This shows that we do not care for our neighbours. A lack of appreciation of
one’s civic responsibilities. It is also an issue of social competition,
“keeping up with the Joneses” syndrome, of showing off your status vis-a-vis
you neighbours, your peers in the office and others.
There
is also the commercial/economic aspect; new threads, sweets for relatives,
visiting them across the city (if one is unfortunate to have relatives living
in the same city), gifts to your corporate clients (never to your
subordinates!), to good neighbours, besides the crackers themselves! Growth
through consumption model of development plays its part in such excesses. Lastly,
doctor’s bills and medicines. Note that the function is asymptotically ceasing
to be a religious function.
The
Rekla Race fills a niche in the cultural calendar of people of rural Thamizh
Nadu, could be associated with a temple. Here again, the “if ...” factor comes
in. If only the competition aspect of the race is only moderately celebrated,
and the fun aspect is highlighted, this should be OK with me, though I claim to
care for animal rights.
Our
pop culture items, to be precise, movies play a part in valorising these
culture-based competitions. For example, in one movie the Thamizh filmdom Superstar
Rajnikant wins the hand of a fair maiden, the heroine, by winning a Rekla
Race in a village. Nowadays, a few movies pay at least lip service to animal
rights by claiming that no animals were injured in the making of the movie
(AI comes to the rescue). This is a good thing, but too little too late,
perhaps.
Yet,
my concern for animals does not make me hesitate to slap down a cockroach with
my footwear. This is out of revulsion, not fear! Of course, I would willingly
go on an African safari to come face-to-face (from inside a caged van) with a
lioness (lions are tame in comparison) if someone can foot the bill. When I was
young I saw the movie Hatari, and I still love the music and scene of baby
elephant walk (the music and the scene
still bring a yearning-accompanied smile to my face). I cannot be sure but I
believe that the herd of elephants filmed for this clip were in their natural
habitats doing what comes naturally to them. This unconfirmed belief lessens my
discomfort, of course!

■ ■ ■ ■

ASSIGNMENT
Carry the essay on festival excess, the Rekla Race and animal rights forward, picking up right after its last sentence.

(Referring expression data)
■ ■ ■ ■

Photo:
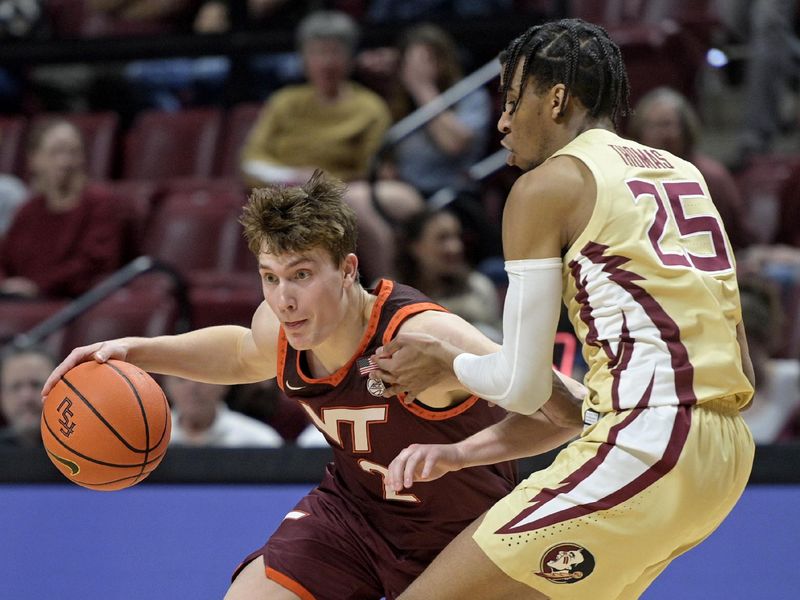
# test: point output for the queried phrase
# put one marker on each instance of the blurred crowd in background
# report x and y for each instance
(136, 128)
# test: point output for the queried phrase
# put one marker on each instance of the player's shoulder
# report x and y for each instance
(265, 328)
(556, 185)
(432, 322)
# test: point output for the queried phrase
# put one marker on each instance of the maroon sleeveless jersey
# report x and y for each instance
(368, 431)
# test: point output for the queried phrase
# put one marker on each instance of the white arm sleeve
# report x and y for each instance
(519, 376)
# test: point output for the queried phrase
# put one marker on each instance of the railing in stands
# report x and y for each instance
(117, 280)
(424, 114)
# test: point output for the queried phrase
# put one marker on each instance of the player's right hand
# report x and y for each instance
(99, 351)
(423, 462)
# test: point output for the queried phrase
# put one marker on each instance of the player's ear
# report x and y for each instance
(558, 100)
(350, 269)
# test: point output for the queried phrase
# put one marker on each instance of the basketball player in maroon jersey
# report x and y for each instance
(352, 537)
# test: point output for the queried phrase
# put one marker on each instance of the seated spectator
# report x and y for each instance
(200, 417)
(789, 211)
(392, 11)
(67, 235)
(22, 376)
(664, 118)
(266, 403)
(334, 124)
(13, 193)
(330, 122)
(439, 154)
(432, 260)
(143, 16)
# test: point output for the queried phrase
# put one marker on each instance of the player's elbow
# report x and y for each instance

■ ■ ■ ■

RESULT
We
are, per our own vanity-driven definition, stand cognitively well above
animals, and necessarily makes us distinct from insects (which, I think
cockroaches are). This justifies the Rekla Race, the argument goes. I do
not buy it, at least not enough to avoid a reasonably severe cognitive
dissonance.
Again
on the cultural front, I have, the Jallikkattu, an age-old bull-taming
tradition in Thamizh Nadu that is somewhat less brutal than the bull fights in
Spain. Yet, what I have heard about how the bulls are treated prior to being
tamed repulses me. They are irritated to such an extent that if done on a human
being that human being would become a mass murderer. Does my culture deserve
this anvil around its neck? I would think not. Yet, as freedom to enjoy one’s
culture is an inalienable part of one’s freedom, it must be allowed.
Yes,
anything to do with culture has to straddle a divide; I accept, with an
exception.
Religion.
That is for another write-up.
In
ill-defined moderation, crackers are OK during Deepavali; Rekla Race and
Jallikkattu too are OK in the culture of Thamizh Nadu (perhaps nowhere
else).
What
is definitely not OK is leveraging these issues for political benefit.